*** PÁGINA

A regulamentação fiscal e contabilística exige que o registo das perdas por imparidade nos inventários depende da identificação das causas que contribuem para a verificação da perda de valor e de um processo de quantificação da perda através de estimativas do valor realizável líquido. Ou, dito de outro modo, advoga que devem ser identificadas as circunstâncias económicas ou de mercado suscetíveis de justificar a desvalorização dos inventários e utilizando-se para prova – documentos cujo conteúdo deve proporcionar informação clara sobre a origem, natureza e estimativas dos preços tidos como relevantes e quantificação dos ajustamentos em inventários – artigos  123.º, n.º 2, al. b) e 23.º, n.º 1, ambos do CIRC.

Sucede que, no seu juízo, ficou demonstrado que a Requerente devia ter contabilizado o rendimento ou efetuado o acréscimo ao resultado tributável do valor correspondente à dedução efetuada, o que não se verificou. Nesta linha, observa que a própria Requerente informou que fez a reversão utilizando apenas a movimentação das contas de Balanço – 32 Mercadorias e 329 Perdas por Imparidade acumuladas.

No que concerne aos requisitos para a dedutibilidade dos gastos, nos termos do art. 23.º do CIRC (na redação em vigor à data), o normativo exige: i) prova documental (apoio escritural aos lançamentos contabilísticos); ii) ligação justificada com a atividade produtiva da empresa e essa indispensabilidade verifica-se desde que esses encargos se conectem com a obtenção do lucro e iii) que as despesas realizadas pelo contribuinte devem estar adstritas ou à obtenção dos ganhos sujeitos a imposto ou à manutenção da fonte produtora.

No seu juízo, os documentos entregues pela Requerente são irrelevantes face às exigências do referido normativo, pois não foram juntos os documentos comprovativos dos encargos. Isto é, não tendo esta feito a prova que lhe competia, a sua pretensão anulatória tem de improceder.

******
*** EXTRATO DE DADOS

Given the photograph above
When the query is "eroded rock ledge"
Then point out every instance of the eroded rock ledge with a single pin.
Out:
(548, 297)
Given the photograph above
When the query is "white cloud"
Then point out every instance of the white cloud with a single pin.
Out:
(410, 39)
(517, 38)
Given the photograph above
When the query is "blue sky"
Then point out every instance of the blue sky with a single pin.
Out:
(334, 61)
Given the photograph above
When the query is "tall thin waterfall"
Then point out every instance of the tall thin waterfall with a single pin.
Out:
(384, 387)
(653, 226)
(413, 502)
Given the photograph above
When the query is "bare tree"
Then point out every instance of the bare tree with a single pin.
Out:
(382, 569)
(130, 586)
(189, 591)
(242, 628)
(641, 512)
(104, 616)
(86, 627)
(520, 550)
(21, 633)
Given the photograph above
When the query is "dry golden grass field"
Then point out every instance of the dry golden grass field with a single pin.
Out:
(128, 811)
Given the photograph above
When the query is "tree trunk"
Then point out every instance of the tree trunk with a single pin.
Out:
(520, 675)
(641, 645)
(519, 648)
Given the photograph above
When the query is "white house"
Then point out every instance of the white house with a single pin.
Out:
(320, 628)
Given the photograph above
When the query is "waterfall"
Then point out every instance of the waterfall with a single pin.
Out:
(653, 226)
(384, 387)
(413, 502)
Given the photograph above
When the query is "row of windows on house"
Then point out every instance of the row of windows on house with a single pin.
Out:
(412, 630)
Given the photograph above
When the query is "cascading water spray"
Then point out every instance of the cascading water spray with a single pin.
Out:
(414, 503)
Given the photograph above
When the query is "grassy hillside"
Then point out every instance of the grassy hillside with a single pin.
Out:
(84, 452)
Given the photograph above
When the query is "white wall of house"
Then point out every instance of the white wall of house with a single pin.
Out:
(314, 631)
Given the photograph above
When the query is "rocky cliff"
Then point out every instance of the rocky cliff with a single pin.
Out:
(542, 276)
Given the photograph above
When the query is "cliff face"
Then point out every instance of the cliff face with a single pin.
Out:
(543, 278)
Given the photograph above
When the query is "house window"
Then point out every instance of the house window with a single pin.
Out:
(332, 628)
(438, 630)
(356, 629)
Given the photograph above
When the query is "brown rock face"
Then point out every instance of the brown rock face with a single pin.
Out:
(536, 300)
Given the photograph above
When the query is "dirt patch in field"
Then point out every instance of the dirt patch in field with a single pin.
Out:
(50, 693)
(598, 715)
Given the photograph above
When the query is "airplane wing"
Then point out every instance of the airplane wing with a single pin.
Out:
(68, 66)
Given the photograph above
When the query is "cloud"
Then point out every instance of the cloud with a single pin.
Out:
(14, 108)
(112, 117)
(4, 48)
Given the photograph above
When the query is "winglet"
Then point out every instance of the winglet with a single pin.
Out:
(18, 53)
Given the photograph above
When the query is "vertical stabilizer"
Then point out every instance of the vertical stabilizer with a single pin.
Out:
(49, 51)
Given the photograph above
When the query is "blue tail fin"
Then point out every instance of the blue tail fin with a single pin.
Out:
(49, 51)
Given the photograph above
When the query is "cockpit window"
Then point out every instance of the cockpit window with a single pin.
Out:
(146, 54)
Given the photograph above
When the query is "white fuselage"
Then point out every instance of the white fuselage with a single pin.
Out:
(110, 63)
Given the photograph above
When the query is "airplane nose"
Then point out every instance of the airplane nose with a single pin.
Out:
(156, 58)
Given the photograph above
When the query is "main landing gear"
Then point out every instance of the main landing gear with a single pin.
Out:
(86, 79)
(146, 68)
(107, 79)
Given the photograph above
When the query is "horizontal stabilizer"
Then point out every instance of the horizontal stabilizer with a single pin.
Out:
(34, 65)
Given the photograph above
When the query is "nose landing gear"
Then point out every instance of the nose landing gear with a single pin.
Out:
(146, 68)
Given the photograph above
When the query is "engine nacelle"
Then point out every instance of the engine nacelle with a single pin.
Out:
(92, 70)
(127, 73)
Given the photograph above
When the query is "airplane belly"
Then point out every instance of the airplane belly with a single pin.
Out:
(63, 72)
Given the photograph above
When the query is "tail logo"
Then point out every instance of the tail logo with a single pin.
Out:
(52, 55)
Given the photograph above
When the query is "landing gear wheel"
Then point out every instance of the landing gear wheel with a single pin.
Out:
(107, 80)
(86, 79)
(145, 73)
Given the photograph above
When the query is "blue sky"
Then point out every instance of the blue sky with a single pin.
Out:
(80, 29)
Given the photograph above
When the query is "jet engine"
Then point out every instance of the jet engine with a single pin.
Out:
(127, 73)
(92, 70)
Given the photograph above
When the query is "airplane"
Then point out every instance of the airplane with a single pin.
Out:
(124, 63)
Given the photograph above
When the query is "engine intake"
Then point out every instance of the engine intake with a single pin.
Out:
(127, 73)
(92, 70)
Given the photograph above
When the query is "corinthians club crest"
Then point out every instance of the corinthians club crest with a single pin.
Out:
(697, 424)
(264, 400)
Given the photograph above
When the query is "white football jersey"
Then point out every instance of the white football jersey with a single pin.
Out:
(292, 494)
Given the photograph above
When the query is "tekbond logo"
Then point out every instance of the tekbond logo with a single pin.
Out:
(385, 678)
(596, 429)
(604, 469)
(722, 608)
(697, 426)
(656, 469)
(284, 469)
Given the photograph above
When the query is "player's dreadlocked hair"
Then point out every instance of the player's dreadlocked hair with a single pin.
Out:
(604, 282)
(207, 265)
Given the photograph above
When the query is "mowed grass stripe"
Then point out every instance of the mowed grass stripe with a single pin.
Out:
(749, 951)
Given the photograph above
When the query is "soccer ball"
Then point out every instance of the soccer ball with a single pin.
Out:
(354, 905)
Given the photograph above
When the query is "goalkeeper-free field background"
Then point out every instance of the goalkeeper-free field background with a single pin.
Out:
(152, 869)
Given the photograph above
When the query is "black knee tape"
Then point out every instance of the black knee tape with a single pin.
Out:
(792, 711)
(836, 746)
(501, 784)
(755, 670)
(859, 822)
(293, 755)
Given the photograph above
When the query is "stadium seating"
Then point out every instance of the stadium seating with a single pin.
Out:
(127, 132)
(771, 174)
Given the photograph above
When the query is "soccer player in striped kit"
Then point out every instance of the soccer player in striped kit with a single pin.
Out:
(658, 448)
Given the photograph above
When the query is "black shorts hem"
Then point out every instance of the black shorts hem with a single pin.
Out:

******

= OBJETIVO =
Responda às perguntas seguintes com base na página.
1. Que contas de Balanço a Requerente informou ter movimentado ao fazer a reversão?
2. Qual é o primeiro requisito para a dedutibilidade dos gastos, nos termos do art. 23.º do CIRC?
3. Que documentos não foram juntos pela Requerente?
As linhas constituem material à parte, independente da página.

= RESOLUÇÃO =
1. As contas 32 Mercadorias e 329 Perdas por Imparidade acumuladas.
2. A prova documental (apoio escritural aos lançamentos contabilísticos).
3. Os documentos comprovativos dos encargos.